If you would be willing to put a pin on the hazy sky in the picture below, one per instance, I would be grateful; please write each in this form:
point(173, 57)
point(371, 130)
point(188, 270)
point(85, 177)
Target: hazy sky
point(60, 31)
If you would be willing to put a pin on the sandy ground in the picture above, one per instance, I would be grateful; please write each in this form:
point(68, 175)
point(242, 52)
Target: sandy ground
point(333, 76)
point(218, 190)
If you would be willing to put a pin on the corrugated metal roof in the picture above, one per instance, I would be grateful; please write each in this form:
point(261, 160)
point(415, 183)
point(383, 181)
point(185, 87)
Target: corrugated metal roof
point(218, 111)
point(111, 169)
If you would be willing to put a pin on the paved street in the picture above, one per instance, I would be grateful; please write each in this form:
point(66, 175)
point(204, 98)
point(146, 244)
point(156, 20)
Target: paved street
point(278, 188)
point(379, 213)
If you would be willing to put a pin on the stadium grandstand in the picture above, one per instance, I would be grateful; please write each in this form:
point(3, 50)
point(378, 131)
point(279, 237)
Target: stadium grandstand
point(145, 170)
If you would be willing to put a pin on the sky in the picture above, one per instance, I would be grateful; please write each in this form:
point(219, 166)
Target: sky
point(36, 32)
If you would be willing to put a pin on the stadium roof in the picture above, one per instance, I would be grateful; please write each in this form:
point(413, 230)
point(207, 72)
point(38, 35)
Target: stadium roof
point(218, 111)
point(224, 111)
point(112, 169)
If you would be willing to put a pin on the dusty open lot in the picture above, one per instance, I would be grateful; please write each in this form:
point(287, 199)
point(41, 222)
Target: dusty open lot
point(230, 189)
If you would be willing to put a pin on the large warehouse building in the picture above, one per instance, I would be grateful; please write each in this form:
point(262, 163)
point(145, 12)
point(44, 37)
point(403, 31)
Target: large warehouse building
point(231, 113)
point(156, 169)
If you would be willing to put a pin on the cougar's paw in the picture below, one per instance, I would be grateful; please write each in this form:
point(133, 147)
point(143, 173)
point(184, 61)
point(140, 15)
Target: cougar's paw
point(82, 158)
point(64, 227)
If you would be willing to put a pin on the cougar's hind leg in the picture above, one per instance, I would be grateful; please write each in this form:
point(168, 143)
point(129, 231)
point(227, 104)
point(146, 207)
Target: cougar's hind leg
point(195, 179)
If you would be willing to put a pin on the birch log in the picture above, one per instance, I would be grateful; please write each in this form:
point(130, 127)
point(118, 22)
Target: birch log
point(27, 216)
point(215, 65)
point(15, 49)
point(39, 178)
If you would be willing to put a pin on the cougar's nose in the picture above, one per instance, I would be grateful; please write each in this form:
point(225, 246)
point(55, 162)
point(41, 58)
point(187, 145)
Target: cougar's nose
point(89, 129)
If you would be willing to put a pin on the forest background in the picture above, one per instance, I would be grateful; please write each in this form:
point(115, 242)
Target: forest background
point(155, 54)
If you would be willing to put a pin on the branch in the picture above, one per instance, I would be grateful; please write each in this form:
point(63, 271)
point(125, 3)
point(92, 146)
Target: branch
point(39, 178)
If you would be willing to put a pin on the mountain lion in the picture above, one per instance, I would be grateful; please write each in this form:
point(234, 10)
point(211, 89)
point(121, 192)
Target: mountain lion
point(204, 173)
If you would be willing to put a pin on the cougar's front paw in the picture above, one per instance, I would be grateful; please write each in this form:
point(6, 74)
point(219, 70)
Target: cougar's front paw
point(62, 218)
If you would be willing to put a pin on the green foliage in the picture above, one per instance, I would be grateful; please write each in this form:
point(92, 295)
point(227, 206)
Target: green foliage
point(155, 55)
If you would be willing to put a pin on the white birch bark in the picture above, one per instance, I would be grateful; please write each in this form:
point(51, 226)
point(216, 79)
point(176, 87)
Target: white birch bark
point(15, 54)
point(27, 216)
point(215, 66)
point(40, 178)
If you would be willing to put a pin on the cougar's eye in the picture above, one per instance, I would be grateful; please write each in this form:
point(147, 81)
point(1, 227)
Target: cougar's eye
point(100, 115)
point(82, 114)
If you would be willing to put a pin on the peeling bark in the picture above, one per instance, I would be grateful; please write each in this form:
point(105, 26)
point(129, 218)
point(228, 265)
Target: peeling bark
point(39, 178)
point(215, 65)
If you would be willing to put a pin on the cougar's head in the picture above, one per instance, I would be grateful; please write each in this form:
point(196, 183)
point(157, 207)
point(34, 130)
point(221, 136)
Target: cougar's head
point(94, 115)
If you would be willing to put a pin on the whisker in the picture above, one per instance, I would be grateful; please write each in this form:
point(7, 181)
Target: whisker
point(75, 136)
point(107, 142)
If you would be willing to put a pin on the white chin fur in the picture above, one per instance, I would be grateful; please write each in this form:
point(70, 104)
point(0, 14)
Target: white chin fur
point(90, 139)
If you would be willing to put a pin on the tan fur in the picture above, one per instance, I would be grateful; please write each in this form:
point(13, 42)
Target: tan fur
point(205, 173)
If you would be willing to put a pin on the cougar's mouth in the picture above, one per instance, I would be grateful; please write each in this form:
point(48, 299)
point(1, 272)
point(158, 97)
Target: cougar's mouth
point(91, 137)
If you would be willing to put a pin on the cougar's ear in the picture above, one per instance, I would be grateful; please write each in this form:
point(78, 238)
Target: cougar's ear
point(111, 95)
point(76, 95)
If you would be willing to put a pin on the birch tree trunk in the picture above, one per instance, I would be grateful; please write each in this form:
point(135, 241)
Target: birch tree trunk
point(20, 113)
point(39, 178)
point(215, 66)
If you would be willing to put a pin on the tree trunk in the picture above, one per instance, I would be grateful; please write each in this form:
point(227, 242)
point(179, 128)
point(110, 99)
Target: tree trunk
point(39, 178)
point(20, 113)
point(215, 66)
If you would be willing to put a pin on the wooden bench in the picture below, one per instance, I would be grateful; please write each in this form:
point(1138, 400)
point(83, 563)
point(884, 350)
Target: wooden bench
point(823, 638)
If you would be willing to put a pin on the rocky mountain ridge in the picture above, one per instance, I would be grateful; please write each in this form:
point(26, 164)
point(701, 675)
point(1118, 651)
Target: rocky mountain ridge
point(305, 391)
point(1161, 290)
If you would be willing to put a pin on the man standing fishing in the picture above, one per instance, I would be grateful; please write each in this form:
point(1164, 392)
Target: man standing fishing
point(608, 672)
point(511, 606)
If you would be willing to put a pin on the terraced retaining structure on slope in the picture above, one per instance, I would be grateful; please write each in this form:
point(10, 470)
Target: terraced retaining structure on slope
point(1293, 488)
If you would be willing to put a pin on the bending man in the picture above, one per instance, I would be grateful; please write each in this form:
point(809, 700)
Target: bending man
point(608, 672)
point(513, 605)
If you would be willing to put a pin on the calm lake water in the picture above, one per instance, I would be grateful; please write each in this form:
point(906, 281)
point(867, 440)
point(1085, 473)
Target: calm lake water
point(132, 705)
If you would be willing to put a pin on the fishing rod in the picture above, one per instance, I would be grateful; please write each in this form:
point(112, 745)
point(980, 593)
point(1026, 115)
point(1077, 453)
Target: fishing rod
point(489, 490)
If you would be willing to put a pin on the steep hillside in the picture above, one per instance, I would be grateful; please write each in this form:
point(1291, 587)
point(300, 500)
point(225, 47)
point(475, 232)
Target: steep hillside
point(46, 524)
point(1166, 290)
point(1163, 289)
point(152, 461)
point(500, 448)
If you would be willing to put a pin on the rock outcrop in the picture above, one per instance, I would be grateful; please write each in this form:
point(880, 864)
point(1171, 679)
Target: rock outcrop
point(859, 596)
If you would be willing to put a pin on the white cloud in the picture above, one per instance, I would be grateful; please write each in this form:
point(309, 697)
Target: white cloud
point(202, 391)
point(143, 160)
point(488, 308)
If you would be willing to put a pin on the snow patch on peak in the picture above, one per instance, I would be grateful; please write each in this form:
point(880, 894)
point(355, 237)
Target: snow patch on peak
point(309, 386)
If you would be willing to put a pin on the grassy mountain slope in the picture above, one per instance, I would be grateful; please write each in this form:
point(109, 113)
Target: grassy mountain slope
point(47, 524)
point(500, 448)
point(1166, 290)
===
▸ **Requirement**
Find all lines in the records that hold the word "below". Copy them.

▸ **Written answer**
If you would be willing to put a pin on the hazy sky in the picture below, one per instance, I would be grateful; please write each in this form:
If you would be willing to put a pin on the cougar's paw in the picture below, one per instance, I would be grateful; please write each in this form:
If you would be willing to put a pin on the wooden bench in the picture below, one per instance, I would be grateful; please write each in this form:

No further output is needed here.